→ WHAT THE EXERCISE ASKS
Reproduce the records below word for word, leaving out the pictures.

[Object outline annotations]
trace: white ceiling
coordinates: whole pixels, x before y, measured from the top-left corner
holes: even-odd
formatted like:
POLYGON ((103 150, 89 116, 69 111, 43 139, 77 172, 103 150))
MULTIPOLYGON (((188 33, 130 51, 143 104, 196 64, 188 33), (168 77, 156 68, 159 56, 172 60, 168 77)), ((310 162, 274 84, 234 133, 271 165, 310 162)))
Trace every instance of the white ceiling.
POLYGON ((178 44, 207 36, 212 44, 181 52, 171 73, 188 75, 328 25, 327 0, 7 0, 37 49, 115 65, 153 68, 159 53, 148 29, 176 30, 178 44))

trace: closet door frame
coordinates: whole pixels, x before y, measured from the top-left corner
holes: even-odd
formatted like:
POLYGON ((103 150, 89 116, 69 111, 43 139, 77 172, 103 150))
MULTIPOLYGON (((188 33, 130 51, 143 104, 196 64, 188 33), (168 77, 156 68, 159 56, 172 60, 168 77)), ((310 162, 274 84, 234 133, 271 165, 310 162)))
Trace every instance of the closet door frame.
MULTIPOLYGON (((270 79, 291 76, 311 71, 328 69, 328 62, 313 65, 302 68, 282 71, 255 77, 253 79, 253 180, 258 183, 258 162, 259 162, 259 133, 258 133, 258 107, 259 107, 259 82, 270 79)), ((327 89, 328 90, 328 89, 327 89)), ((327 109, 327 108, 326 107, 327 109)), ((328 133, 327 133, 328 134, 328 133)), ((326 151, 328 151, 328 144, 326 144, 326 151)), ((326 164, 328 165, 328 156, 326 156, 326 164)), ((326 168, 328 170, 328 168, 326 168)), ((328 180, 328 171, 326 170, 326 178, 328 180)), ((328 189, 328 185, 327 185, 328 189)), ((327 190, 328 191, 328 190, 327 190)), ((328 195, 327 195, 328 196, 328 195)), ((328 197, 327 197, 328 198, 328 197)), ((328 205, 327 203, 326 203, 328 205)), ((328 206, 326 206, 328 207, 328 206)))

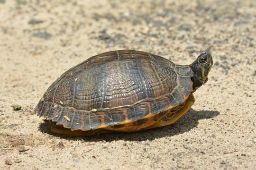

→ WRITTEN RESPONSE
trace: white ceiling
coordinates: whole pixels, x before y, measured from the top-left corner
holes: even-odd
formatted like:
POLYGON ((103 150, 89 116, 69 111, 43 139, 77 172, 103 150))
MULTIPOLYGON (((188 33, 130 51, 143 104, 196 64, 188 33), (168 77, 156 68, 159 56, 172 60, 168 77)), ((310 162, 274 84, 234 133, 271 165, 310 162)))
Trace every instance of the white ceiling.
POLYGON ((178 44, 207 36, 212 44, 181 52, 171 73, 188 75, 328 25, 327 0, 7 0, 37 49, 115 65, 153 68, 159 53, 148 29, 176 30, 178 44))

trace: closet door frame
coordinates: whole pixels, x before y, measured from the top-left corner
holes: even-odd
formatted like:
POLYGON ((103 150, 89 116, 69 111, 43 139, 77 172, 103 150))
MULTIPOLYGON (((188 33, 130 51, 143 104, 196 64, 188 33), (168 77, 156 68, 159 56, 172 60, 168 77)), ((310 162, 274 84, 234 133, 271 165, 310 162)))
Trace every instance of the closet door frame.
MULTIPOLYGON (((270 79, 291 76, 311 71, 328 69, 328 62, 313 65, 302 68, 282 71, 255 77, 253 79, 253 180, 258 183, 258 162, 259 162, 259 133, 258 133, 258 107, 259 107, 259 82, 270 79)), ((327 89, 328 90, 328 89, 327 89)), ((327 109, 327 108, 326 107, 327 109)), ((328 133, 327 133, 328 134, 328 133)), ((326 151, 328 151, 328 144, 326 144, 326 151)), ((326 164, 328 165, 328 156, 326 156, 326 164)), ((326 168, 328 170, 328 168, 326 168)), ((328 180, 328 171, 326 170, 326 178, 328 180)), ((328 189, 328 185, 327 185, 328 189)), ((327 190, 328 191, 328 190, 327 190)), ((328 195, 327 195, 328 196, 328 195)), ((328 197, 327 197, 328 198, 328 197)), ((328 205, 327 203, 326 203, 328 205)), ((328 206, 326 206, 328 207, 328 206)))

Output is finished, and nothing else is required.